Extracted data:
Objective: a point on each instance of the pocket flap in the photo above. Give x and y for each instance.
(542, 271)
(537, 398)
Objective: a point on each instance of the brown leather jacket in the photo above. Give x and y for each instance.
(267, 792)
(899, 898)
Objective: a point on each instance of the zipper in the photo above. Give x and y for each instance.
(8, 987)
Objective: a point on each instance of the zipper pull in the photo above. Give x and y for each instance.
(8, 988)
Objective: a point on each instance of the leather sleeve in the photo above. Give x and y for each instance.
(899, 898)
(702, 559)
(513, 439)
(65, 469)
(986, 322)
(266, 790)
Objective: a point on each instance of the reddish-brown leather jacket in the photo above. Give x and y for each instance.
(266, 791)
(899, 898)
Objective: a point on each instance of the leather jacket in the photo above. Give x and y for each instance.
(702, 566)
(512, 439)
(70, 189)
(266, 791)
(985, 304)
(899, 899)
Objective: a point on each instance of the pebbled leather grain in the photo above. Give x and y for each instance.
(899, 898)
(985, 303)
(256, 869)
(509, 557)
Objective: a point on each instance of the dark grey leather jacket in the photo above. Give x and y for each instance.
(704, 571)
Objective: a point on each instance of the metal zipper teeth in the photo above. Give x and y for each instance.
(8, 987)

What to work on: Supply the entire listing above again, word for word.

Result of this exercise:
Objective: a point on each instance of the pocket flap in the photo above. Give x and y for each instance.
(542, 271)
(537, 398)
Objective: a point on each instance of the brown leather jacket in the photo above. Give x and y for each instance.
(267, 792)
(899, 898)
Objective: a point on each instance of the zipper in the photo above. Give x and y for each instance.
(8, 987)
Objective: a point on each instance of the zipper pull in the photo above. Give x and y for each instance.
(8, 988)
Objective: a point on each instance of the leather sleeve in the photo above. Give x and y for each instance.
(899, 898)
(702, 559)
(513, 439)
(65, 469)
(986, 322)
(266, 790)
Objective: a point on each instance of the reddish-brown leather jacket in the photo above. Give x and y for each instance.
(266, 791)
(899, 898)
Objective: a point on each instance of the leather jacket in the photo above. Give x and y for each instance.
(702, 566)
(512, 439)
(70, 189)
(266, 791)
(985, 304)
(899, 899)
Objective: a point on each instance of the pebbled leather grain in the photo above. Give x and y for each instance.
(899, 898)
(985, 303)
(256, 869)
(509, 557)
Objective: a point on each instance of the dark grey leather jacket in the photo above. Give x and y for each instance.
(704, 571)
Objective: a point on each instance of the metal zipper teeth in the photo above. Give x and y for each instance.
(8, 987)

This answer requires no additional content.